Material for the task —

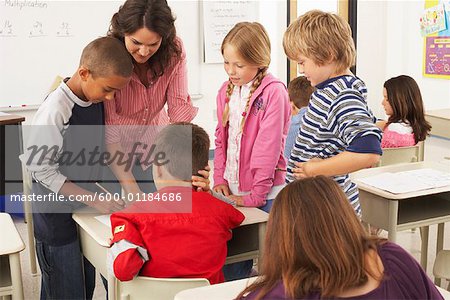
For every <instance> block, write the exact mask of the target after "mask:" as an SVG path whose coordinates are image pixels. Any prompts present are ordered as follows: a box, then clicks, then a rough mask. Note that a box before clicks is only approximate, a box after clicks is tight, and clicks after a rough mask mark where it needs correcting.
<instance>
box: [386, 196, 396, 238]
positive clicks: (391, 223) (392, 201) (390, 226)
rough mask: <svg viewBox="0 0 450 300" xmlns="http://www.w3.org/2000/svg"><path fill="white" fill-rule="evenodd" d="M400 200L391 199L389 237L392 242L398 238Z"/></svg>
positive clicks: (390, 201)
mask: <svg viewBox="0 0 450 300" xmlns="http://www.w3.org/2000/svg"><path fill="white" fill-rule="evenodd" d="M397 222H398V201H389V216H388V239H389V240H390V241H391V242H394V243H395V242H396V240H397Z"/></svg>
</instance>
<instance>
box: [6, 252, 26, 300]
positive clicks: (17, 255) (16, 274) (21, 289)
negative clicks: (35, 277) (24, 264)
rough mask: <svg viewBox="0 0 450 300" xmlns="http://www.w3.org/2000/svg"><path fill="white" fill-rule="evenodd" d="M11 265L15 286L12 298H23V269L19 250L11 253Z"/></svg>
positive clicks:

---

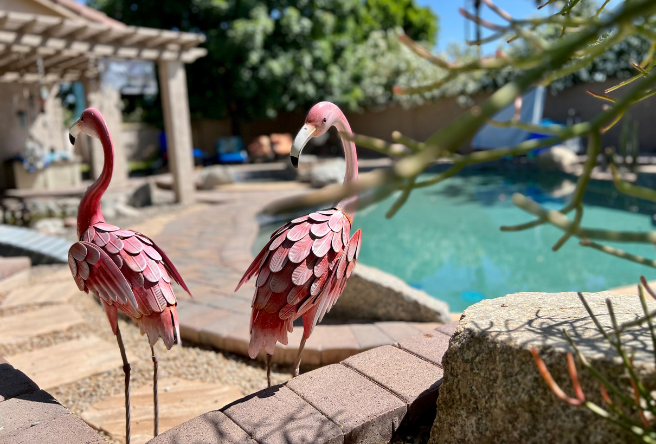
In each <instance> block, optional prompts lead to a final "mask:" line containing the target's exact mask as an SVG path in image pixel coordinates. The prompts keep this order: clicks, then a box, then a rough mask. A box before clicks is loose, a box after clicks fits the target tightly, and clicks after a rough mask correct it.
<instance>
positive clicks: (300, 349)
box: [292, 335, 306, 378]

Work request — Within the material above, copy exactly the lines from the line that holds "For every <instance>" up to and including the line that holds "positive clicks: (391, 223)".

Answer to this task —
For every <instance> block, write the exact mask of the target after "mask:" as an SVG path whose coordinates are image pixels. Any prompts present are ordered as follows: a box, then clicks, then a rough mask. Note that a box before clicks is only approximate, a box after clicks is tight, and clicks after a rough mask mark where it needs correcting.
<instance>
box: [386, 196, 396, 238]
positive clicks: (391, 223) (392, 201) (390, 226)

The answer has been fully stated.